### EXCERPTED TEXT
○ ○ ○

2

I've tried different functions and several different arguments but the histogram

hist(estimator, probability=T, br=5)

isn't showing densities on the y-axis no matter what plotting function or argument I choose. The vector "estimator" contains 100 values around between 0.4 and 0.6.

To be precise: the way by creating an hist object, then calculate and change the densities and plot it again by plot() works, but I don't want the hist object to be plotted in the first place :/ Plot

Zong
  • 6,160
  • 5
  • 32
  • 46
Martin Schmelzer
  • 23,283
  • 6
  • 73
  • 98
  • What is it showing instead? When I run: `estimator=rnorm(100); hist(estimator, probability=TRUE, br=5)` The y-axis looks like density to me! – Justin Nov 28 '12 at 22:41
  • 1
    I'm guessing it is showing a density but you're under the mistaken assumption that a density can't be greater than 1? – Dason Nov 28 '12 at 22:43
  • i added the hist i get when i use just the command above. i could go the way i described above by saving the hist as an object, adjust the densities and plot it again. but then 2 plots are drawn. thats not what i want. – Martin Schmelzer Nov 28 '12 at 22:47
  • I don't think I like what you're doing but if you just want to suppress the actual plotting of the histogram then you can use `plot=FALSE` as a parameter. This is in `?hist` – Dason Nov 28 '12 at 22:56

1 Answers1

8

When you specify probability=T (or better yet probability=TRUE so that you don't get messed up if T is changed to something besides TRUE) is a scaling such that the entire area of the histogram bars add to 1, since the width of your bars is quite a bit less than 1 the heights need to be greater than 1 so that the areas all add to 1. This makes it easy to superpose a density estimate curve or a theoretical density curve or add other references.

○ ○ ○

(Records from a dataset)
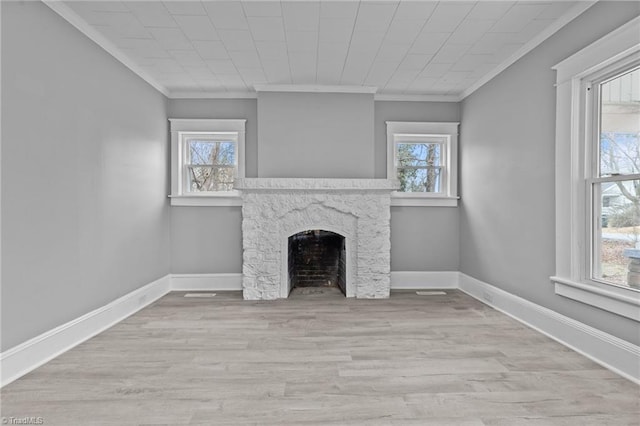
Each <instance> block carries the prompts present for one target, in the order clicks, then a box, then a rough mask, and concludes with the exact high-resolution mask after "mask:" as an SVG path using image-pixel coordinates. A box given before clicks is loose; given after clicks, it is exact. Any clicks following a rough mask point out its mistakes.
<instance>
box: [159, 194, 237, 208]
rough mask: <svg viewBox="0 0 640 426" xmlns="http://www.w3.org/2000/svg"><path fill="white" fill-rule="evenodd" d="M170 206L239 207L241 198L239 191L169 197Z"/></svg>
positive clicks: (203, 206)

○ ○ ○

### WHAT THIS EXERCISE ASKS
[1] Answer these questions about the forum thread on R histograms:
(a) How many values does the vector "estimator" contain?
(b) Which parameter does Dason suggest for suppressing the actual plotting of the histogram?
(c) According to the answer, what adds up to 1 when probability=T is specified?
[2] Print every line of the dataset entries verbatim, leaving the pictures out.

### EXERCISE SOLUTIONS
[1]
(a) 100 values.
(b) `plot=FALSE`.
(c) The entire area of the histogram bars.

[2]
Each <instance> block carries the prompts present for one target, in the order clicks, then a box, then a rough mask, and concludes with the exact high-resolution mask after "mask:" as an SVG path using image-pixel coordinates. A box given before clicks is loose; given after clicks, it is exact. Any clicks following a rough mask point out its mistakes.
<instance>
box: [159, 194, 237, 208]
rough mask: <svg viewBox="0 0 640 426" xmlns="http://www.w3.org/2000/svg"><path fill="white" fill-rule="evenodd" d="M170 206L239 207L241 198L239 191L169 197Z"/></svg>
positive clicks: (203, 206)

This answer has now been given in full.